» EXERCISE GOAL
How many lines in the records below contain the string "Review"? Reply with the number alone.

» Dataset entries
+===+
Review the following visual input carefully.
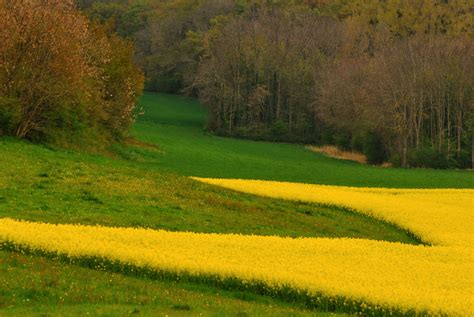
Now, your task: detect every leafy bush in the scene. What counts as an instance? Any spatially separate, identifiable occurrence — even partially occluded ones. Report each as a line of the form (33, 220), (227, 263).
(0, 0), (143, 147)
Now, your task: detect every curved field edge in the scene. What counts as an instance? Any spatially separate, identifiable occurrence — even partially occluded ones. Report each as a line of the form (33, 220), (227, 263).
(193, 177), (474, 246)
(0, 250), (343, 317)
(0, 138), (419, 243)
(0, 219), (472, 315)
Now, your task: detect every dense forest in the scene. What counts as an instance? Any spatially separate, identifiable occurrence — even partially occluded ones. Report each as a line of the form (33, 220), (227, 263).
(80, 0), (474, 168)
(0, 0), (474, 168)
(0, 0), (143, 148)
+===+
» RIGHT ANSWER
1